Exercise prompt:
Render every line of the items below as a Markdown table with the columns Row and Line, numbering each line in order. Leave out blank lines.

⁂

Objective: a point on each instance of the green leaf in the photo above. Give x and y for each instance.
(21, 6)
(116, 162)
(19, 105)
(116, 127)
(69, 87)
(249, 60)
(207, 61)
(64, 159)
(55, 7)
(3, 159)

⁂

Output:
| Row | Line |
|---|---|
| 1 | Objective: a point on each instance of the green leaf in the photo above. Give x and y for each instance. |
| 2 | (21, 6) |
| 3 | (116, 162) |
| 4 | (19, 105) |
| 5 | (116, 127) |
| 6 | (69, 87) |
| 7 | (249, 60) |
| 8 | (207, 61) |
| 9 | (64, 159) |
| 10 | (55, 7) |
| 11 | (3, 159) |